- **ESTRATTO SELEZIONATO**:
»»
Sentenza Sentenza Cassazione Civile n. 23156 del 22/10/2020

Cassazione civile sez. trib., 22/10/2020, (ud. 13/03/2019, dep. 22/10/2020), n.23156

LA CORTE SUPREMA DI CASSAZIONE

SEZIONE TRIBUTARIA

Composta dagli Ill.mi Sigg.ri Magistrati:

Dott. CRISTIANO Magda – Presidente –

Dott. FUOCHI TINARELLI Giuseppe – Consigliere –

Dott. SUCCIO Roberto – rel. Consigliere –

Dott. SAIJA Salvatore – Consigliere –

Dott. GHITTI Italo Mario – Consigliere –

ha pronunciato la seguente:

SENTENZA

sul ricorso iscritto al n. 8315/2014 R.G. proposto da:

AGENZIA DELLE DOGANE E DEI MONOPOLI, in persona del Direttore pro

tempore, rappresentata e difesa dall’Avvocatura Generale dello

Stato, presso la cui sede in Roma, alla via dei Portoghesi n. 12,

elettivamente domicilia;

– ricorrente –

contro

COSTA D’ORO s.p.a., in persona del legale rappresentante pro tempore

rappresentata e difesa, giusta delega in atti, dagli avv.ti Edoardo

Torlini e Riccardo Carnevali, presso il cui studio in Roma, alla

piazza Giovine Italia n. 7, elettivamente domicilia.

– controricorrente –

Avverso la sentenza della Commissione Tributaria Regionale

dell’Umbria n. 131/1/13 depositata il 10/10/2013, non notificata;

Udita la relazione della causa svolta nell’adunanza camerale del

13/03/2019 dal consigliere Roberto Succio;

udite le conclusioni del Pubblico Ministero, in persona del sostituto

procuratore generale che ha chiesto l’accoglimento del ricorso;

uditi l’avvocato dello Stato Giovanni Palatiello e l’avvocato Lorenzo

Tizi.

 

Fatto

FATTI DI CAUSA

1) La Commissione Tributaria Provinciale di Perugia respinse il ricorso proposto da Costa D’Oro s.p.a. (autorizzata all’importazione temporanea di olio in regime di perfezionamento attivo) avverso l’avviso di rettifica dell’accertamento, con invito al pagamento di complessivi Euro 19.629,21, notificatole il 22.6.2010 dall’Agenzia delle Dogane per il recupero dei diritti doganali pretesi in ragione della non appartenenza alla categoria (extravergine) dichiarata di una partita di olio riesportato dalla società, a scarico parziale di quello equivalente importato dalla Tunisia, risultato olio vergine a seguito di analisi eseguita a campione, il cui esito era stato confermato nel procedimento amministrativo per la risoluzione della controversia promosso da Costa D’Oro ai sensi del D.P.R. n. 43 del 1973, art. 65, e segg., (TULD).

2) L’appello proposto dalla soccombente contro la decisione è stato accolto dalla Commissione Tributaria Regionale dell’Umbria, sezione staccata di Perugia, che, con sentenza del 10.10.2013, ha annullato l’avviso impugnato in quanto, nel predetto procedimento amministrativo, la decisione del Capo del Dipartimento delle Dogane era intervenuta oltre il termine – assegnato dal TULD, art. 68, comma 1, e ritenuto perentorio – di quattro mesi dalla presentazione da parte di Costa D’Oro della formale istanza a provvedere.
««
- **RECORD FORNITI**:
»»
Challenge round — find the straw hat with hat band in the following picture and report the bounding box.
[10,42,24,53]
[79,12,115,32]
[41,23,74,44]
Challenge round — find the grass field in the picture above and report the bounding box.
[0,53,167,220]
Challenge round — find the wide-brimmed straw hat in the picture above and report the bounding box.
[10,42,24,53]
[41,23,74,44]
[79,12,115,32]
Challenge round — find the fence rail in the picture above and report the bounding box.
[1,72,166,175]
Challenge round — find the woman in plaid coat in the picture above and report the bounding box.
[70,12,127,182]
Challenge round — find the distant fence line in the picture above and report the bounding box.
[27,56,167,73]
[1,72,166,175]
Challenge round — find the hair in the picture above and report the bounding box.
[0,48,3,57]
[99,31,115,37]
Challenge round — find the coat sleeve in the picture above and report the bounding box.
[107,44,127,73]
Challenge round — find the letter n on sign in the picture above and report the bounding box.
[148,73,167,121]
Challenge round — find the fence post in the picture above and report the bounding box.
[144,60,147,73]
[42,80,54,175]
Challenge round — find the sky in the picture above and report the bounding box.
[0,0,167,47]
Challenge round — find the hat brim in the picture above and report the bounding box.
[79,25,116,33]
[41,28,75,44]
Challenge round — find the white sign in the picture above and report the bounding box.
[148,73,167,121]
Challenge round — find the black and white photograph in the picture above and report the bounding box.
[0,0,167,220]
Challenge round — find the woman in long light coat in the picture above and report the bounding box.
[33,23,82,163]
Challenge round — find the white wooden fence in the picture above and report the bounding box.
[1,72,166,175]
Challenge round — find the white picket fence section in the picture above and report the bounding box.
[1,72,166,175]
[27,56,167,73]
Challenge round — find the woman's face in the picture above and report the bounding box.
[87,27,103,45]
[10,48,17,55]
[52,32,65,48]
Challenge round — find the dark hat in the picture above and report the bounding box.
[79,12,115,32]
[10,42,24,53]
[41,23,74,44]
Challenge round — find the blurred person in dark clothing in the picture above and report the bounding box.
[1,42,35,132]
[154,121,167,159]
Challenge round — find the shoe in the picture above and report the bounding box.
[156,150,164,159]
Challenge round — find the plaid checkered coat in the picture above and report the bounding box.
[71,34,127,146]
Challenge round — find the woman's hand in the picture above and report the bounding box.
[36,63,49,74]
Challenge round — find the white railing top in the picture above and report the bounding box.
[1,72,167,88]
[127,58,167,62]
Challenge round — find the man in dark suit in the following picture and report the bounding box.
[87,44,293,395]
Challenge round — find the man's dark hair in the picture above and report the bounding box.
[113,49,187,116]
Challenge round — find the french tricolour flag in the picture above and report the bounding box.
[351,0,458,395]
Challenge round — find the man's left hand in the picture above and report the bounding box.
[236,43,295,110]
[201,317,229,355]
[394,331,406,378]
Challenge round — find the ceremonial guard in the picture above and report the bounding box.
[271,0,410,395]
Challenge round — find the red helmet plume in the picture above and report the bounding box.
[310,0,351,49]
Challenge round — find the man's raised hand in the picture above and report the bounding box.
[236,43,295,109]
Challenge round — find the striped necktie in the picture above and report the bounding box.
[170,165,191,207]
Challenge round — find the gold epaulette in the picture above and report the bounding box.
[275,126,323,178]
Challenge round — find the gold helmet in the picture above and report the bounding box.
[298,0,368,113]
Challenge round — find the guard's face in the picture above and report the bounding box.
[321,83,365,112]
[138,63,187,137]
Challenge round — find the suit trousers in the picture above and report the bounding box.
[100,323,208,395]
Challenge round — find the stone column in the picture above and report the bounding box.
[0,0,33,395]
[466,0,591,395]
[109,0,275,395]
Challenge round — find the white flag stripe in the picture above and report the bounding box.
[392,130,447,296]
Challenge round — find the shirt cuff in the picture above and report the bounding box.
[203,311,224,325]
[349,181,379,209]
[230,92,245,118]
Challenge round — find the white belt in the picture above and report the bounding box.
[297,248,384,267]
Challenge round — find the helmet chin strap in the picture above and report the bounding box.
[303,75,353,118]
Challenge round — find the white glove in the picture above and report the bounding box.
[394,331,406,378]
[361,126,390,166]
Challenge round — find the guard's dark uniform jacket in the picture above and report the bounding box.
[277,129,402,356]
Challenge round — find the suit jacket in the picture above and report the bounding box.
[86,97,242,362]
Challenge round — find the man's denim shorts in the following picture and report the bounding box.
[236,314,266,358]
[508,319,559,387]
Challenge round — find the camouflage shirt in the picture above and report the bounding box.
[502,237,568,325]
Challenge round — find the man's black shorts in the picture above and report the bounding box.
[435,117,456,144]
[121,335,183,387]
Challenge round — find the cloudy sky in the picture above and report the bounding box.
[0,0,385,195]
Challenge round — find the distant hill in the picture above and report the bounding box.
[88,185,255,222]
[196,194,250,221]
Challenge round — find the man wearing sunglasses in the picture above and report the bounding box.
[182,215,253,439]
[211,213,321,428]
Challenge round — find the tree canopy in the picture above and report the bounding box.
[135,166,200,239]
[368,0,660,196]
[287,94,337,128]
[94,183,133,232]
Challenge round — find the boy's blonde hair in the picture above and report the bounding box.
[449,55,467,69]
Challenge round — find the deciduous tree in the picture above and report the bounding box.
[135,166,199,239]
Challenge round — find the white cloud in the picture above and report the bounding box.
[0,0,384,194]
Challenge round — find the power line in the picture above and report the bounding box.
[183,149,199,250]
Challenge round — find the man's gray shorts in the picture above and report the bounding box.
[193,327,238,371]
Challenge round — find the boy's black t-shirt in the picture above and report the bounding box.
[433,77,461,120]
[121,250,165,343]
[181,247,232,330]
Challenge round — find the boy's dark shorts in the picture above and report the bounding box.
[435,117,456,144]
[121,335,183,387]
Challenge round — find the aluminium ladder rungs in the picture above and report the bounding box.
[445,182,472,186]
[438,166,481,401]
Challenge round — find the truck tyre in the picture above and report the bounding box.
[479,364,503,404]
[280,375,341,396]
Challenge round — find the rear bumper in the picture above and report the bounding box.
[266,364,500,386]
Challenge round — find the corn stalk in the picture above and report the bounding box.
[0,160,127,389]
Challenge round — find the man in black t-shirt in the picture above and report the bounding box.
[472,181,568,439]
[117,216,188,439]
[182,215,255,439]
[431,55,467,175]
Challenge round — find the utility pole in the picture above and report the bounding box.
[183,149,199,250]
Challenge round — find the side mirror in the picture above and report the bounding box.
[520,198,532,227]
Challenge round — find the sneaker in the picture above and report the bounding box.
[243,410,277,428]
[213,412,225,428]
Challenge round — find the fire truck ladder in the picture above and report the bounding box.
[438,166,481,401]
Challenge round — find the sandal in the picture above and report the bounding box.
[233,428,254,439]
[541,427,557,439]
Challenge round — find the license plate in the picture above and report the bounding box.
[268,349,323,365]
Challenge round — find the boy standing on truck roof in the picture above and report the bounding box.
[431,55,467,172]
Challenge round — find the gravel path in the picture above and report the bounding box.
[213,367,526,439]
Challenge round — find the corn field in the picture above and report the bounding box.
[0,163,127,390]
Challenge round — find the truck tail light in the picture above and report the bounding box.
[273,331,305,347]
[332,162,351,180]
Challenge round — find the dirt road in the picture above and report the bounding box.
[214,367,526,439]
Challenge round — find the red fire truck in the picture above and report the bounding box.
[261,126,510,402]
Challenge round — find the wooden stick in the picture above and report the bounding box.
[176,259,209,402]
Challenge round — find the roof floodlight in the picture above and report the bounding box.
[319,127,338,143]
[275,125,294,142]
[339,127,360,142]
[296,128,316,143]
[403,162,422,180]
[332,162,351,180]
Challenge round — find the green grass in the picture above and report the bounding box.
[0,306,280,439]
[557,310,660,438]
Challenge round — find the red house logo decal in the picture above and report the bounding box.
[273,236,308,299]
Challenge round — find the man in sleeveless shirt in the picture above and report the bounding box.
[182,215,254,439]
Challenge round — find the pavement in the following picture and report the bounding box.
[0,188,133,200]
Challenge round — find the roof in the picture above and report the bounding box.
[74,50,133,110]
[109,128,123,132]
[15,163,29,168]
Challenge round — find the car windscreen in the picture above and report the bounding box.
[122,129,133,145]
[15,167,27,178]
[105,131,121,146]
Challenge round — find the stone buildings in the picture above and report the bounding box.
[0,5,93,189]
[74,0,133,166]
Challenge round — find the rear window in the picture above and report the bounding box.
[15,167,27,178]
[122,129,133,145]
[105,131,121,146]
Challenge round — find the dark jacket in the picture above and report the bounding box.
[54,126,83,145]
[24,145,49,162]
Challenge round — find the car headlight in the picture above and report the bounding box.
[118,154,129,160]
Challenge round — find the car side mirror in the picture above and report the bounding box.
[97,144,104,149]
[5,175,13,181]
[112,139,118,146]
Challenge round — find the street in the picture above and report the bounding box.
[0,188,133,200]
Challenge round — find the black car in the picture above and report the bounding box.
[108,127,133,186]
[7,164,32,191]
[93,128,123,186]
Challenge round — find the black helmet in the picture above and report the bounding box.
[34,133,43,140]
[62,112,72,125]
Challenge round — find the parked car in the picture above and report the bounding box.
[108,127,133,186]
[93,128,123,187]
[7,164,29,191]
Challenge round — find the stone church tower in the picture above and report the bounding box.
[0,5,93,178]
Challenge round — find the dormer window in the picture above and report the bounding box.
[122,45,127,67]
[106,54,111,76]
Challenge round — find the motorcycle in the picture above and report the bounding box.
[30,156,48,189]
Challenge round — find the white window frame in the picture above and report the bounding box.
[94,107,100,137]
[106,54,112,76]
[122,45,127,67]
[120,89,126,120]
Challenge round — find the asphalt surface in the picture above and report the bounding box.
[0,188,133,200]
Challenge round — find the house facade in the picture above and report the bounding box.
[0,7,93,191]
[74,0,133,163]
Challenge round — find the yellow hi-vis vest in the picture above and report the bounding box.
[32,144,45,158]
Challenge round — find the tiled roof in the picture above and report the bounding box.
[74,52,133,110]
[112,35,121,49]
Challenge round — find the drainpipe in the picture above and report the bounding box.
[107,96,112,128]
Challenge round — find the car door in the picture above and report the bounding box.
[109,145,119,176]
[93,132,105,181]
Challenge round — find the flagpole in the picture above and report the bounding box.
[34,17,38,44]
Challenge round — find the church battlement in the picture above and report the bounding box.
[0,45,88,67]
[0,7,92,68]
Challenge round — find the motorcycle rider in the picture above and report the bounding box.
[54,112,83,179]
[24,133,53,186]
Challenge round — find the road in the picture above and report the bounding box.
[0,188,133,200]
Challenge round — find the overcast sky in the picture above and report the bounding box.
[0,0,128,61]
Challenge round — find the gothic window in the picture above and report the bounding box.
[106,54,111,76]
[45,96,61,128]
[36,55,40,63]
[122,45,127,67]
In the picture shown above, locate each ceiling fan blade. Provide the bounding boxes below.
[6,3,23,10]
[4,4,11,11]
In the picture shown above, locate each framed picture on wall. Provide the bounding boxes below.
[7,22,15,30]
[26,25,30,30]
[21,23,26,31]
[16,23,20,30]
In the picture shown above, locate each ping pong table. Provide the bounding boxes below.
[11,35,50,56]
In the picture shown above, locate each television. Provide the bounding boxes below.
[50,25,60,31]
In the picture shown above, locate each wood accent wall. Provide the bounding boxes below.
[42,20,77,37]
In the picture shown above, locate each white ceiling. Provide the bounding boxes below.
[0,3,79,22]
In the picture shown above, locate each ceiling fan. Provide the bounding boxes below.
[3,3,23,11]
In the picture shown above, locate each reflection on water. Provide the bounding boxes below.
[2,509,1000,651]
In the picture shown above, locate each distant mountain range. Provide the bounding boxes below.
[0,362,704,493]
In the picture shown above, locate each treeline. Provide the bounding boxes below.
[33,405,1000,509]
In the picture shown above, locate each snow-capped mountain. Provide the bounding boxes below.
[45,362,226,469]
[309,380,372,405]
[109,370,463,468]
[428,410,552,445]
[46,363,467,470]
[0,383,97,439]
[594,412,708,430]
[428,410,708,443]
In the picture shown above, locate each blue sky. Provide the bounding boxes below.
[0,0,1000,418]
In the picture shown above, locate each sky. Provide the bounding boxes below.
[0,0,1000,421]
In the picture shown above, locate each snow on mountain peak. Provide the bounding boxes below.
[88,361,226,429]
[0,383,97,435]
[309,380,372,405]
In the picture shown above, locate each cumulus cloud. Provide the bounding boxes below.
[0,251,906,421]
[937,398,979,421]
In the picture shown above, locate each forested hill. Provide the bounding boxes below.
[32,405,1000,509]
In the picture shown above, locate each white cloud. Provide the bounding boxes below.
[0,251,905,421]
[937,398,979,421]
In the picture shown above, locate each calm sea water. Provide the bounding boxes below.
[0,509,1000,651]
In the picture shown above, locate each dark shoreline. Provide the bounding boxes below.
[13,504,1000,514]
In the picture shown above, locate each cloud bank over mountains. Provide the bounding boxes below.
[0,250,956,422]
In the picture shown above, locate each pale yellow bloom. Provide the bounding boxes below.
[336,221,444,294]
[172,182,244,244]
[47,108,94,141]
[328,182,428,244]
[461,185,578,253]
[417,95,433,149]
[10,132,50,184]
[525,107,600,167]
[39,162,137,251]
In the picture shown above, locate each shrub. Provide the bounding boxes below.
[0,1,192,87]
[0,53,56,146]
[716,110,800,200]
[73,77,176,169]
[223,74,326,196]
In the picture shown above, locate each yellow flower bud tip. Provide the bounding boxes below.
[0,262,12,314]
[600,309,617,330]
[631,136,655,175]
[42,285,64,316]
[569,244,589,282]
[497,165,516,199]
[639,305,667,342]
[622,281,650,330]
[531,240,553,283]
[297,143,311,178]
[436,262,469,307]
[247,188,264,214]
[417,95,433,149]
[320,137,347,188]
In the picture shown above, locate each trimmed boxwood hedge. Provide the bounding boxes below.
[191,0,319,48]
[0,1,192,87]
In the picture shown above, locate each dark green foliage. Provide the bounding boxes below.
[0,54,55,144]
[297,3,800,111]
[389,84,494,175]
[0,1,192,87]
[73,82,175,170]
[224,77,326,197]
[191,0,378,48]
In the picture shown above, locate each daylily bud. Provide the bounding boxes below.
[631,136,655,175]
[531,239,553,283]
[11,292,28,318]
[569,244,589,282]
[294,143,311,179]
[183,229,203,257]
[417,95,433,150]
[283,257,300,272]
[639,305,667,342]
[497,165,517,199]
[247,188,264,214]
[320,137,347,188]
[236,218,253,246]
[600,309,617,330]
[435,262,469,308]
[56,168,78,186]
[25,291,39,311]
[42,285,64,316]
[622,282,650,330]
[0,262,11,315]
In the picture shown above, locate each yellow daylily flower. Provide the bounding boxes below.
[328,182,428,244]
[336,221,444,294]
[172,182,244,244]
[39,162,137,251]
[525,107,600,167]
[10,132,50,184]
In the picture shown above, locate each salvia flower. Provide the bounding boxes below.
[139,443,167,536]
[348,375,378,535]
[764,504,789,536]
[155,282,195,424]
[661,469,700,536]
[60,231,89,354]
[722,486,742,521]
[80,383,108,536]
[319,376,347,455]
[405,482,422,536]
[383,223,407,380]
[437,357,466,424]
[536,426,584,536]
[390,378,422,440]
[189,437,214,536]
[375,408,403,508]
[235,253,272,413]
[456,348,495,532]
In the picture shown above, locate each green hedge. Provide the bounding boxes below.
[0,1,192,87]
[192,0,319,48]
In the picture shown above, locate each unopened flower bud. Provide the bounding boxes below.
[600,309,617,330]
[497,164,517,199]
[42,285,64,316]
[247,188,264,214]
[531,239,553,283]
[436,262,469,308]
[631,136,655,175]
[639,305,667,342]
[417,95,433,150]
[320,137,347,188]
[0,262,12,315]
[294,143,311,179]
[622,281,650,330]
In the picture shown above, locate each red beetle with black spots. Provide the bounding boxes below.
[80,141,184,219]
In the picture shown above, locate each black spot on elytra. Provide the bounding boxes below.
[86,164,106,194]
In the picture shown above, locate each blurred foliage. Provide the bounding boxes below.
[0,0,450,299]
««
- **OBIETTIVI**:
1) Trascrivi fedelmente il passo della sentenza che inizia con le parole "2) L’appello proposto" e termina dopo le parole "istanza a provvedere.".
2) Converti in una tabella Markdown le righe dei record, dalla riga che contiene "In the picture shown above, locate each unopened" fino alla riga che contiene "[86,164,106,194]", entrambe incluse. Usa le colonne Num e Riga, con il numero progressivo e il testo di ciascuna riga, tralasciando le righe vuote.
Il testo e i record non hanno alcun legame tra loro.

- **RISPOSTE PER COMPITO**:
1)
2) L’appello proposto dalla soccombente contro la decisione è stato accolto dalla Commissione Tributaria Regionale dell’Umbria, sezione staccata di Perugia, che, con sentenza del 10.10.2013, ha annullato l’avviso impugnato in quanto, nel predetto procedimento amministrativo, la decisione del Capo del Dipartimento delle Dogane era intervenuta oltre il termine – assegnato dal TULD, art. 68, comma 1, e ritenuto perentorio – di quattro mesi dalla presentazione da parte di Costa D’Oro della formale istanza a provvedere.

2)
| Num | Riga |
|---|---|
| 1 | In the picture shown above, locate each unopened flower bud. Provide the bounding boxes below. |
| 2 | [600,309,617,330] |
| 3 | [497,164,517,199] |
| 4 | [42,285,64,316] |
| 5 | [247,188,264,214] |
| 6 | [531,239,553,283] |
| 7 | [436,262,469,308] |
| 8 | [631,136,655,175] |
| 9 | [639,305,667,342] |
| 10 | [417,95,433,150] |
| 11 | [320,137,347,188] |
| 12 | [0,262,12,315] |
| 13 | [294,143,311,179] |
| 14 | [622,281,650,330] |
| 15 | In the picture shown above, locate each red beetle with black spots. Provide the bounding boxes below. |
| 16 | [80,141,184,219] |
| 17 | In the picture shown above, locate each black spot on elytra. Provide the bounding boxes below. |
| 18 | [86,164,106,194] |